(Pointing dataset items)
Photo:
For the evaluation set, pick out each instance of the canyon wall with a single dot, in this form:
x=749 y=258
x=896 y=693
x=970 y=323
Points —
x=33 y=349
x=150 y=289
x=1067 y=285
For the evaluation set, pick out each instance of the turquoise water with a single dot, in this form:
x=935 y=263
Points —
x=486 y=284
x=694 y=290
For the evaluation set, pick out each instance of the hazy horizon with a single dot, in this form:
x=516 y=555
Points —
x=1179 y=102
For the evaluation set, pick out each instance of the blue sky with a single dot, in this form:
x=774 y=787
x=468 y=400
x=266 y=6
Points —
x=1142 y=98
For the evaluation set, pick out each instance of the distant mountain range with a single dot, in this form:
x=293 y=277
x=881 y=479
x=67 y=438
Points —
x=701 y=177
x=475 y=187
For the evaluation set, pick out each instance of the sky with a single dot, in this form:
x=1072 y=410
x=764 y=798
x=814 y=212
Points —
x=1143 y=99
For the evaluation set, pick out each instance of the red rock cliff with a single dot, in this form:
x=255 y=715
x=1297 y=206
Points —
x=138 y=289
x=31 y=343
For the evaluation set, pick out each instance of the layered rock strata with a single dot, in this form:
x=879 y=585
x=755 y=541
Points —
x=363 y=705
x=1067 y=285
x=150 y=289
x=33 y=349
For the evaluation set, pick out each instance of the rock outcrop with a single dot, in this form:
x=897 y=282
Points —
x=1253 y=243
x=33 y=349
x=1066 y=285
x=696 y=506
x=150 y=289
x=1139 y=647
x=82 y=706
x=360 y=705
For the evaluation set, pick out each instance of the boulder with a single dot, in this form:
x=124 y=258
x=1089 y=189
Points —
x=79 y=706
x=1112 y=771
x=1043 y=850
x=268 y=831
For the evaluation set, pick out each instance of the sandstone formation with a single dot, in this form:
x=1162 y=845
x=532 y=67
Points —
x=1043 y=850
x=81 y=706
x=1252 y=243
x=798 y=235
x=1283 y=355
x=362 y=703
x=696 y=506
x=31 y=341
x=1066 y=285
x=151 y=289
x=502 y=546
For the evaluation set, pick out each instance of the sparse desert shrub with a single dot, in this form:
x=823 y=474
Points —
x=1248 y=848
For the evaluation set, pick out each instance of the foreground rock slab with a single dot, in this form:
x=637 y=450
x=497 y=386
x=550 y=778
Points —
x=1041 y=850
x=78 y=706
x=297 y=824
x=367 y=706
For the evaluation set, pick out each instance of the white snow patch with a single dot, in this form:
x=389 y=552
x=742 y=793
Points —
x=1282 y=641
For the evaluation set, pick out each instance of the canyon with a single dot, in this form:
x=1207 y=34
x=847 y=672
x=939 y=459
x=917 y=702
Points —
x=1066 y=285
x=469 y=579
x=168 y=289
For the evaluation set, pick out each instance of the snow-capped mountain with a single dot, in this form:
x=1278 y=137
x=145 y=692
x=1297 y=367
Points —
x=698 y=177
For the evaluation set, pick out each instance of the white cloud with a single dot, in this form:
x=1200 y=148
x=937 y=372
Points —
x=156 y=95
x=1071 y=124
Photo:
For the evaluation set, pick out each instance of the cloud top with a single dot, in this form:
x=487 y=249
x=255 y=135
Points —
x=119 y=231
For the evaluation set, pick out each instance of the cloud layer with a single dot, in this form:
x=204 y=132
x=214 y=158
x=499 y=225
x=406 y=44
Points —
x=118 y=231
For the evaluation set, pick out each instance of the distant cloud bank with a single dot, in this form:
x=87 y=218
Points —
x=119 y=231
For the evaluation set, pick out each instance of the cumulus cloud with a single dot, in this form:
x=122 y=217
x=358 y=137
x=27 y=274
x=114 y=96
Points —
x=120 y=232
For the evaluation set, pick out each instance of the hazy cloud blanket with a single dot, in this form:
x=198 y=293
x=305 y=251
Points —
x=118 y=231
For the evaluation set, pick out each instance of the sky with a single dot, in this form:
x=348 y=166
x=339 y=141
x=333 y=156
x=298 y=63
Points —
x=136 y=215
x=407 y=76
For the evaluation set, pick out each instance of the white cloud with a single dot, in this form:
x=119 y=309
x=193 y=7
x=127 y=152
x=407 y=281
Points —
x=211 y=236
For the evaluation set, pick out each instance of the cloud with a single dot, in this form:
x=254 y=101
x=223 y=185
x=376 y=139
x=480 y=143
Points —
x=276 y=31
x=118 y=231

▸ **Exercise objective**
Rewrite all of the items above with "evaluation set" changed to "test set" wherever it occurs. Keep every other line the same.

▸ **Correct answer**
Photo:
For the test set, pick out each instance of the canyon wall with a single dot, in this form:
x=749 y=258
x=896 y=693
x=970 y=323
Points —
x=33 y=349
x=150 y=289
x=1067 y=285
For the test set, pick out each instance of the turquoise water with a single dot, in this form:
x=935 y=263
Points —
x=486 y=284
x=694 y=290
For the test set, pick out each instance of the hazy horizon with a single dot, in this form:
x=516 y=555
Points —
x=1179 y=102
For the test set, pick out each instance of the blue sky with a single dot, in this form:
x=774 y=787
x=468 y=400
x=266 y=6
Points —
x=1142 y=98
For the test set, pick out each instance of the distant mountain range with a single dot, in this form:
x=293 y=277
x=881 y=479
x=67 y=438
Points —
x=701 y=177
x=475 y=187
For the test set, pick out each instance of the sky with a single dot, in this form:
x=1072 y=410
x=764 y=798
x=814 y=212
Points —
x=1143 y=99
For the test set, pick out each instance of the red rock cliff with a single dot, in this form:
x=255 y=715
x=1297 y=206
Points —
x=138 y=289
x=31 y=343
For the test set, pick out each instance of the layered rock strata with a single dot, in this form:
x=879 y=585
x=755 y=541
Points —
x=363 y=705
x=1067 y=285
x=150 y=289
x=33 y=349
For the test set, pick out each instance of the rock outcrop with a single dot, in this form:
x=897 y=282
Points —
x=1253 y=243
x=33 y=349
x=1066 y=285
x=696 y=506
x=150 y=289
x=1139 y=647
x=82 y=706
x=360 y=705
For the test set, pick out each instance of the boulder with a single dot, in this form:
x=124 y=258
x=1089 y=189
Points —
x=79 y=706
x=1112 y=771
x=1043 y=850
x=268 y=831
For the test set, pick out each instance of the sandstone formation with a single dot, in this form:
x=1162 y=845
x=532 y=67
Points —
x=1043 y=850
x=81 y=706
x=1252 y=243
x=798 y=235
x=1283 y=355
x=362 y=703
x=696 y=506
x=31 y=341
x=1066 y=285
x=151 y=289
x=502 y=546
For the test set, pick out each instance of the sparse desert shrub with a single dot, in this form:
x=823 y=474
Points —
x=1248 y=848
For the test set, pick out each instance of the foreground rock slab with a single dot, in this form:
x=637 y=450
x=497 y=386
x=550 y=778
Points —
x=1041 y=850
x=78 y=706
x=297 y=824
x=367 y=706
For the test set, pick out each instance of the white snow patch with a single dot, in this form:
x=389 y=552
x=742 y=793
Points —
x=1282 y=641
For the test set, pick out each instance of the canyon with a single dot, in this form:
x=1207 y=34
x=847 y=672
x=939 y=459
x=917 y=702
Points —
x=1066 y=285
x=469 y=579
x=168 y=289
For the test set, pick out each instance of the snow-capped mountain with a single dot, in this form:
x=1278 y=137
x=145 y=692
x=1297 y=367
Points —
x=698 y=177
For the test set, pick out each instance of the white cloud with a single dot, in this form:
x=1200 y=148
x=937 y=372
Points —
x=156 y=95
x=1071 y=124
Photo:
For the test set, pick out each instance of the cloud top with a single dot, in this form:
x=487 y=249
x=255 y=135
Points —
x=119 y=231
For the test set, pick out each instance of the cloud layer with a single dot, in this form:
x=204 y=132
x=214 y=158
x=499 y=225
x=406 y=44
Points —
x=118 y=231
For the test set, pick out each instance of the distant cloud bank with a single dot, in this form:
x=87 y=218
Points —
x=119 y=231
For the test set, pick out each instance of the cumulus cloud with a single dot, in this form:
x=122 y=217
x=358 y=137
x=27 y=274
x=114 y=96
Points —
x=120 y=232
For the test set, pick out each instance of the hazy cloud blanket with a single dot, in this form:
x=198 y=293
x=305 y=251
Points —
x=118 y=231
For the test set, pick out each instance of the sky with a single dot, in this form:
x=348 y=166
x=339 y=141
x=333 y=156
x=298 y=63
Points —
x=136 y=215
x=407 y=76
For the test set, pick out each instance of the white cloud with a single dot, in this form:
x=119 y=309
x=193 y=7
x=127 y=152
x=407 y=281
Points —
x=211 y=236
For the test set, pick out each instance of the cloud with a single dot, in this form:
x=254 y=101
x=223 y=185
x=376 y=139
x=480 y=143
Points —
x=276 y=31
x=118 y=231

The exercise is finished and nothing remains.